:: Your task ::
Reproduce, line for line, the part of the items that opens with the line containing "As a warehouse robot's perception module, locate man with" and closes with the line containing "150,376,218,647", including both of those lines and nothing else.

:: The input ::

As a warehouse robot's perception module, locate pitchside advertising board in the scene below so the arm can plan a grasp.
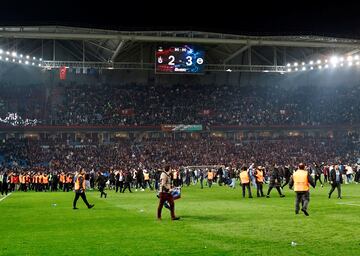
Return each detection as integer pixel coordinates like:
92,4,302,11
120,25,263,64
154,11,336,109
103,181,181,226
155,45,205,74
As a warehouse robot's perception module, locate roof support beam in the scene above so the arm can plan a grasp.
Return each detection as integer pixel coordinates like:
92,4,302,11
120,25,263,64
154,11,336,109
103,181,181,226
111,40,125,62
224,44,250,64
0,30,360,48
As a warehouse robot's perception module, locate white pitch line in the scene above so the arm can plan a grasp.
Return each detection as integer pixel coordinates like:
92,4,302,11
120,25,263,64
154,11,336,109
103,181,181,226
337,203,360,206
0,193,11,202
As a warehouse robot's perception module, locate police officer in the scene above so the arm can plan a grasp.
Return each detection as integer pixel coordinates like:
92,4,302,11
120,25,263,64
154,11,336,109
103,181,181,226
73,169,94,210
289,163,315,216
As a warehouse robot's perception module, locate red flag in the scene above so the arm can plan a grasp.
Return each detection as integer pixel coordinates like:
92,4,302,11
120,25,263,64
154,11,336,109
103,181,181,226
60,66,66,80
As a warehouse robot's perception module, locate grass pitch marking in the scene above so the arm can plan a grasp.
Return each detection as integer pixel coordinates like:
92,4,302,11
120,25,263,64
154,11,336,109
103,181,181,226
0,193,11,202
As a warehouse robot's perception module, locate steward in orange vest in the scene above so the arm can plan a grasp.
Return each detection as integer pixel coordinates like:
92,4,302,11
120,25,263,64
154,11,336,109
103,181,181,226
73,169,94,210
240,166,252,198
289,163,315,216
255,166,264,197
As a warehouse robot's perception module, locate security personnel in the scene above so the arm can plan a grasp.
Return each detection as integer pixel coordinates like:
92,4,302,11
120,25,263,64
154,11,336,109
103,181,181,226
255,166,264,197
207,169,214,188
240,166,252,198
289,163,315,216
73,169,94,210
329,165,343,199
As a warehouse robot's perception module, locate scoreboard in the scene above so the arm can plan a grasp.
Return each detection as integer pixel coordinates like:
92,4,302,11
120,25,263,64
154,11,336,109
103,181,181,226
155,45,205,74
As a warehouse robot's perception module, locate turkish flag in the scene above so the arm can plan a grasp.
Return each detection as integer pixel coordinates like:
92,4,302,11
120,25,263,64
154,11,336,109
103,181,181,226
60,66,66,80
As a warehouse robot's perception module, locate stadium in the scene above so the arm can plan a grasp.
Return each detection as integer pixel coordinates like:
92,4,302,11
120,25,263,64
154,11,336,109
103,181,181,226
0,4,360,255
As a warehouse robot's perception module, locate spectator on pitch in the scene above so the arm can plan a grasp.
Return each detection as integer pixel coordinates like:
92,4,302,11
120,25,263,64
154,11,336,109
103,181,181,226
240,166,252,198
157,165,180,220
96,171,107,198
329,165,343,199
266,164,285,198
289,163,315,216
73,169,94,210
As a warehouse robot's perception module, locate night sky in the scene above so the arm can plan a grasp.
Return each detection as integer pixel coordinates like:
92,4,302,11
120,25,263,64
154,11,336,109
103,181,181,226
0,0,360,38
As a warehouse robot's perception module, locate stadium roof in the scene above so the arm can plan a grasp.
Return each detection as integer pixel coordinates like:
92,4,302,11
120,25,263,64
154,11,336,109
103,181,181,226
0,26,360,72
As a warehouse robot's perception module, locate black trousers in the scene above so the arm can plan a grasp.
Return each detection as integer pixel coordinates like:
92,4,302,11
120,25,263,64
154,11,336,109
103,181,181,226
121,182,132,193
256,182,264,197
315,175,323,186
295,191,310,213
329,182,341,198
241,183,252,197
1,183,9,195
73,192,90,208
99,186,106,197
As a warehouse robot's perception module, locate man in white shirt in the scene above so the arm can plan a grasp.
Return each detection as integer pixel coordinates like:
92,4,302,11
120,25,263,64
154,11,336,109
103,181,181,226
157,166,180,220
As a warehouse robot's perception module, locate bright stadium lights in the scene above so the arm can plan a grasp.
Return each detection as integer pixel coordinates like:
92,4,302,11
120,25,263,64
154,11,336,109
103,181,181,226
330,56,339,65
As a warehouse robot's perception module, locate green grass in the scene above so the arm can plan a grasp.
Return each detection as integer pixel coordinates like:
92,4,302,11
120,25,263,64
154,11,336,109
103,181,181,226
0,184,360,256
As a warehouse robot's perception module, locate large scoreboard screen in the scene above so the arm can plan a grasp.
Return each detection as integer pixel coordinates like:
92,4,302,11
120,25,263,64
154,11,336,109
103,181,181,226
155,45,205,74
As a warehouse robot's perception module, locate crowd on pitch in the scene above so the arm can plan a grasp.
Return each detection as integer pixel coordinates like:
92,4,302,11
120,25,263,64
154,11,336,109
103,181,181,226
0,163,360,197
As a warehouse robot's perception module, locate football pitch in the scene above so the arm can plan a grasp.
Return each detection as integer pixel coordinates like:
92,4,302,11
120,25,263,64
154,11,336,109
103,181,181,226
0,184,360,256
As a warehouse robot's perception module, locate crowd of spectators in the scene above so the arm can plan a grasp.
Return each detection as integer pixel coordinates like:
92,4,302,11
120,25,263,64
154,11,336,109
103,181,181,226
0,83,360,126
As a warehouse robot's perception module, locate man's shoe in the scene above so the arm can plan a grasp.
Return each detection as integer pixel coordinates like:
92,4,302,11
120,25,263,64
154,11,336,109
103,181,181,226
301,209,309,216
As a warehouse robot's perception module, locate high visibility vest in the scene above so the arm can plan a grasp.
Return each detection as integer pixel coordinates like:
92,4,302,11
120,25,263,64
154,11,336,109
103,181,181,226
255,170,264,182
144,173,150,180
75,174,85,191
240,171,250,184
208,172,214,180
293,170,310,192
66,176,72,183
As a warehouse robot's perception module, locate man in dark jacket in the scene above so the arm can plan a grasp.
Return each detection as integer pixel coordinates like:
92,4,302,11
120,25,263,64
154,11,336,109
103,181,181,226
329,165,343,199
266,165,285,198
96,172,107,198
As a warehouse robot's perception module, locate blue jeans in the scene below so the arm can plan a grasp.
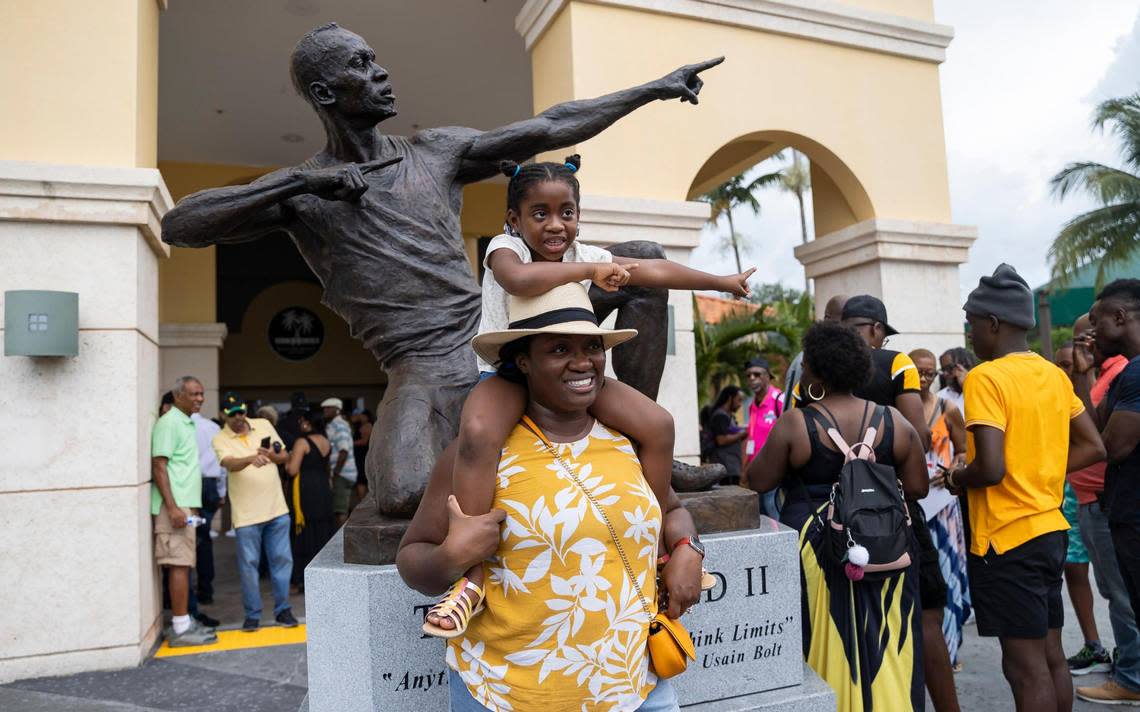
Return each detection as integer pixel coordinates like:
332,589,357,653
447,668,681,712
236,514,293,621
1077,502,1140,691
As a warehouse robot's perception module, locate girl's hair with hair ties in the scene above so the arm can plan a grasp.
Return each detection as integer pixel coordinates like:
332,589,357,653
499,154,581,212
713,384,740,410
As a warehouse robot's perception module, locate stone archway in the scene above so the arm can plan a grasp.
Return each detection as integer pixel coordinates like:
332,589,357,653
516,0,976,350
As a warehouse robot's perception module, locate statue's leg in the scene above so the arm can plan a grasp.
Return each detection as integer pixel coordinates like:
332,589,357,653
365,350,478,517
589,240,669,400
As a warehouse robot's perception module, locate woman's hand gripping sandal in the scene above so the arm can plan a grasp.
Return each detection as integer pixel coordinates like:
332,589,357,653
424,576,483,638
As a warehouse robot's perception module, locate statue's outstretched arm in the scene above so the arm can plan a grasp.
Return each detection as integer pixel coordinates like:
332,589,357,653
464,57,724,162
162,158,400,247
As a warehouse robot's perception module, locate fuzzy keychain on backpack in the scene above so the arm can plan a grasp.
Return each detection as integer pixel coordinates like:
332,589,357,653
844,543,871,581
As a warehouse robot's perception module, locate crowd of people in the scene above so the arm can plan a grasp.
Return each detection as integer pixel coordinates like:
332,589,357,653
369,146,1140,712
702,272,1140,712
150,376,372,647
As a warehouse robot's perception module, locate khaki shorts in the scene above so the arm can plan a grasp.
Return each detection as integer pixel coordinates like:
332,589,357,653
154,507,197,567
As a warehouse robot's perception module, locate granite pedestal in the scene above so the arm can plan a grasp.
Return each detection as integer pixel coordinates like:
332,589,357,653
304,517,834,712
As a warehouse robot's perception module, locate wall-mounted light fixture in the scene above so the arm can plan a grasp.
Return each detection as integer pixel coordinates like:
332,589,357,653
3,289,79,357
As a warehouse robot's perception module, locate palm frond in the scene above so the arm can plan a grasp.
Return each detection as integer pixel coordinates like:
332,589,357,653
1092,92,1140,167
1050,161,1140,204
1049,202,1140,288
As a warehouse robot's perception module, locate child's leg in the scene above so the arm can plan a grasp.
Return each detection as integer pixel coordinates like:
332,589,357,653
589,378,674,507
428,376,527,629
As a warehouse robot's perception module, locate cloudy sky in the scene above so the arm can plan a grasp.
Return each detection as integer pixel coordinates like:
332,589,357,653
692,0,1140,290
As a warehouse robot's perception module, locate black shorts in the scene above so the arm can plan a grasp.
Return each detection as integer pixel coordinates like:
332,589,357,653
906,501,946,611
967,531,1068,640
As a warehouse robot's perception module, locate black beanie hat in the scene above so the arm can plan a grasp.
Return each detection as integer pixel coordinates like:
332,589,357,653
962,262,1037,329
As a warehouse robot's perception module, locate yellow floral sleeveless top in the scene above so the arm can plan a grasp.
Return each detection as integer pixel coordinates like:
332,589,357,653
447,423,661,712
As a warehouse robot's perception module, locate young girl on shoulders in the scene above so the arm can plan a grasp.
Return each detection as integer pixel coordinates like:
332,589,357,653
424,154,756,638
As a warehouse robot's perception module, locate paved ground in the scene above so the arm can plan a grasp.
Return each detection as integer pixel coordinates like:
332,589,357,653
948,572,1127,712
0,539,1130,712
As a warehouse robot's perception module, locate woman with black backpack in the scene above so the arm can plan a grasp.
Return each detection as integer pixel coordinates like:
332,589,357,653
747,322,928,712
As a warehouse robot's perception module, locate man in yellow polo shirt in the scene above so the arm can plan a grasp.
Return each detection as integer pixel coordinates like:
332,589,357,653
946,264,1105,712
213,392,298,632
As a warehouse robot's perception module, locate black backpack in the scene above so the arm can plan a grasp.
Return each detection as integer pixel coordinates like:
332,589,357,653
816,403,911,581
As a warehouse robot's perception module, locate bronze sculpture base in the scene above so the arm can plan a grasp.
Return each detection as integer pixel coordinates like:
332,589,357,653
344,486,760,565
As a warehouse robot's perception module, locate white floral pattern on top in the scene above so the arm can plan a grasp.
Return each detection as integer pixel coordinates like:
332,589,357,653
447,424,661,712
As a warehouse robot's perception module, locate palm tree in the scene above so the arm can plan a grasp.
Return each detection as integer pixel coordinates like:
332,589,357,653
700,158,783,272
780,148,812,294
1049,92,1140,290
693,289,815,403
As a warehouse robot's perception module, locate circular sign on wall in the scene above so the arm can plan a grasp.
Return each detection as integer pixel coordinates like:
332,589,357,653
269,306,325,361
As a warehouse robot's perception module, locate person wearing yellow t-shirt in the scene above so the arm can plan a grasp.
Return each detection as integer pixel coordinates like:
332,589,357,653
212,392,298,632
946,264,1105,712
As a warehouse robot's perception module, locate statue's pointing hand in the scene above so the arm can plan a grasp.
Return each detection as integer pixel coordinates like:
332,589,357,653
294,157,404,203
659,57,724,104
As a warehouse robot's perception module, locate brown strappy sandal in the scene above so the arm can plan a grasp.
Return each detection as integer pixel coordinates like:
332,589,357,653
423,576,485,638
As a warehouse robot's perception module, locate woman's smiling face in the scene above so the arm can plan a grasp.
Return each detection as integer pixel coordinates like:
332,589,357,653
515,334,605,412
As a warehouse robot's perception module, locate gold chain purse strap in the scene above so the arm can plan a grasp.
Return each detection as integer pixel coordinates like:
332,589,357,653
522,416,697,678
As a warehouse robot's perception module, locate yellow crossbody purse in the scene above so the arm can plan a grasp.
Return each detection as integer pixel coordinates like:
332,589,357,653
522,416,697,679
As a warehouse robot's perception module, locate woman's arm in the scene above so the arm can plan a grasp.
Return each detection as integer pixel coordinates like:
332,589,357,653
285,437,309,476
487,249,633,296
887,408,930,499
613,255,756,296
746,408,804,492
396,442,506,596
661,486,705,619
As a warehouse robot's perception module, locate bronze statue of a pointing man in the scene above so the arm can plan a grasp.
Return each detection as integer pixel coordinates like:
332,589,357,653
162,23,723,516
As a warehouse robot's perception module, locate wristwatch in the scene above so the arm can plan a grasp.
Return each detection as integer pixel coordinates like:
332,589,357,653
673,534,705,558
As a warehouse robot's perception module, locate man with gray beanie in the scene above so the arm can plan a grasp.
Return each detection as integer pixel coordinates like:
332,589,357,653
946,264,1105,712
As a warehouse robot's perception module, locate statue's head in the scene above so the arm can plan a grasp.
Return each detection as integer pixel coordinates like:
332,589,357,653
290,23,396,123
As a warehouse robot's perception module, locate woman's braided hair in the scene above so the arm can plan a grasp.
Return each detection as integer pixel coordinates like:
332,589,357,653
499,154,581,212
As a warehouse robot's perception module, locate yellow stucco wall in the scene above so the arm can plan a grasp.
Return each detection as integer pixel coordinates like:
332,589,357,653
0,0,158,167
532,0,950,228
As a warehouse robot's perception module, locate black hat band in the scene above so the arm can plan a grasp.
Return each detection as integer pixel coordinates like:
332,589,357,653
507,306,597,330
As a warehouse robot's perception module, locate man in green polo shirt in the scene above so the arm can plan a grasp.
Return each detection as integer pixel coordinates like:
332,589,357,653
150,376,218,647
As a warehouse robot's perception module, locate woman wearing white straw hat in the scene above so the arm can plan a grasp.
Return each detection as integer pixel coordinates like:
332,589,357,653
397,284,703,712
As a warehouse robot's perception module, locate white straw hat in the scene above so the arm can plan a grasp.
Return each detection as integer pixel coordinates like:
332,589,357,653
471,281,637,365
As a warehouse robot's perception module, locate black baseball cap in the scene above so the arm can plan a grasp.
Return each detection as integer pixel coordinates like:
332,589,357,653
840,294,898,336
221,391,249,416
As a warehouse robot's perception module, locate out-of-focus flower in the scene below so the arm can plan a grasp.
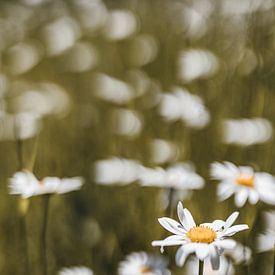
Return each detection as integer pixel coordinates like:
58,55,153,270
186,243,251,275
223,118,273,146
257,211,275,252
152,202,248,270
139,163,204,190
93,74,135,104
9,171,83,198
58,266,94,275
4,41,43,75
118,252,171,275
129,34,158,67
178,49,219,82
0,112,42,141
160,87,210,129
42,17,80,56
111,109,143,137
60,42,99,73
10,82,71,117
95,157,141,185
211,162,275,207
73,0,108,34
104,10,138,40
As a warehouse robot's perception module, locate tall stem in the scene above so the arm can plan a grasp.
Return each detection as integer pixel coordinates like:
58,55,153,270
166,188,174,217
199,260,204,275
41,194,50,275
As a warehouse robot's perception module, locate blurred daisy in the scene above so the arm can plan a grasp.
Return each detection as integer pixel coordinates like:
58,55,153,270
257,211,275,252
9,171,83,198
139,163,204,209
139,163,204,190
152,202,248,270
118,252,171,275
211,162,275,207
186,243,251,275
58,266,94,275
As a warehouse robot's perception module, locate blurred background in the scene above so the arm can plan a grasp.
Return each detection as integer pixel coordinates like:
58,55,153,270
0,0,275,275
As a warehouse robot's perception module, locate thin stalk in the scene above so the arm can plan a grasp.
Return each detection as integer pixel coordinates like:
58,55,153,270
41,195,50,275
199,260,204,275
166,188,174,217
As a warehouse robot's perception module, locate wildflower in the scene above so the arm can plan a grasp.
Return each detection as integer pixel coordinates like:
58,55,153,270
186,243,251,275
58,266,94,275
118,252,171,275
9,171,83,198
257,211,275,252
211,162,275,207
152,202,248,270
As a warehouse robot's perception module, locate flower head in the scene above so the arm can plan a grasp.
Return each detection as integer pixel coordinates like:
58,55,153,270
9,171,83,198
118,252,171,275
58,266,94,275
152,202,248,270
211,162,275,207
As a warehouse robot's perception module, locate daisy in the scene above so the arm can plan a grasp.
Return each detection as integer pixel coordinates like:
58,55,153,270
58,266,94,275
152,202,248,270
139,163,204,190
257,211,275,252
9,171,83,198
118,252,171,275
211,162,275,207
186,243,252,275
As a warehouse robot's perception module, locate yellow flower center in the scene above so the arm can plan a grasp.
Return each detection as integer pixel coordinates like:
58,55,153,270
140,265,153,274
236,175,255,187
186,226,217,243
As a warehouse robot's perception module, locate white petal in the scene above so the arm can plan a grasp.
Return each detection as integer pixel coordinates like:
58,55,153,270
183,208,196,230
222,224,248,236
248,189,259,204
152,235,186,246
176,243,196,266
224,211,239,229
209,245,220,270
235,188,248,207
196,246,209,261
158,218,187,235
214,239,236,249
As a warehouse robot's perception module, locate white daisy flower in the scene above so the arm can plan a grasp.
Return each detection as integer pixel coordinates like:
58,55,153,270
211,162,275,207
257,211,275,252
152,202,248,270
118,252,171,275
139,163,204,190
58,266,94,275
186,243,252,275
9,171,83,198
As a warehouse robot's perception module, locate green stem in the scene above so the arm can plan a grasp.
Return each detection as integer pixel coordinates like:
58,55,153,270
41,195,50,275
199,260,204,275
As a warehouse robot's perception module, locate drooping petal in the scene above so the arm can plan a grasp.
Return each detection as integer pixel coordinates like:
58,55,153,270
183,208,196,230
196,246,209,261
222,224,248,236
235,188,248,207
176,243,196,266
224,211,239,229
158,218,187,235
209,245,220,270
214,239,236,249
152,235,187,246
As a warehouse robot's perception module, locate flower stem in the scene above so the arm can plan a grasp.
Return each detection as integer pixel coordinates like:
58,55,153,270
166,188,174,217
199,260,204,275
41,195,50,275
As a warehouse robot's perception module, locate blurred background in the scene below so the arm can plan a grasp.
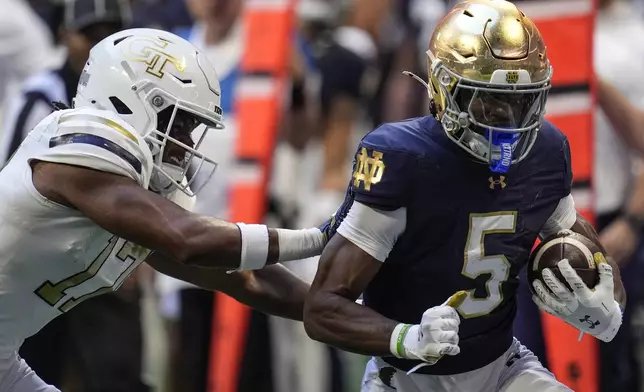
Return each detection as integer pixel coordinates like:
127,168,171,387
0,0,644,392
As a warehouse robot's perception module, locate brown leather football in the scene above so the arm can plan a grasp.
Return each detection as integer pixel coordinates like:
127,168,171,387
528,230,602,292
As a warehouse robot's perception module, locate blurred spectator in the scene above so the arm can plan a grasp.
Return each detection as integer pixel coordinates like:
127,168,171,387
594,0,644,392
129,0,192,31
0,0,57,115
1,0,148,392
298,0,392,228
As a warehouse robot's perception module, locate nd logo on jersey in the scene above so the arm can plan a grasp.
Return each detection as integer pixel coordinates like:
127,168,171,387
121,37,186,79
353,147,385,191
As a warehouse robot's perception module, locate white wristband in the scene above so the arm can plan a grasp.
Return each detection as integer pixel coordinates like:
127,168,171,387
389,323,412,358
237,223,269,271
275,227,324,262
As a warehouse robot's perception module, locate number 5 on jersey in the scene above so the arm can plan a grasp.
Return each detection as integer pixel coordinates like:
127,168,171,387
458,211,517,318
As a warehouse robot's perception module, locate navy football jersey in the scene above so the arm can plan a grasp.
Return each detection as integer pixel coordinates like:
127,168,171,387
338,117,572,374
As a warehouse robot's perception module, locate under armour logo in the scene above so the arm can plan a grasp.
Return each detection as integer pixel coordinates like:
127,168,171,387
505,353,521,367
353,147,385,191
488,176,508,189
378,366,396,389
579,315,599,329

:: Solution ::
As a warehouse robot's perception module, locate man with gray beanie in the scene above so the arm can plan a grasp.
Return each detection as integer pixel coordinates like:
332,589,357,653
946,264,1105,712
As a warehouse robot's perception module, locate statue's head in the scene above so the arm can plan a grasp.
Return each detection as integer pixel coordinates like:
332,589,357,653
290,23,396,123
As a warehouse robot's perception module, locate woman's braided hair in the scene above so the arm can plan a grasp.
Return each detection as integer pixel coordinates like:
332,589,357,653
499,154,581,212
As a warehouse robot's perception module, locate yellow stucco wall in the scene above so the arm can plan a grasp.
Return each detection as integer pixel coordinates like:
332,589,357,653
0,0,158,167
532,0,950,228
As a warehouse robot's perception module, locate black hat band in the scene above so the arm can plan a grasp.
Return each detection as integer pixel coordinates like:
332,589,357,653
507,306,597,330
As a warehouse robot's perception module, locate man in green polo shirt in the scene above so the arm can plan a grasp.
Return each detection as integer pixel coordinates like:
332,589,357,653
150,376,218,647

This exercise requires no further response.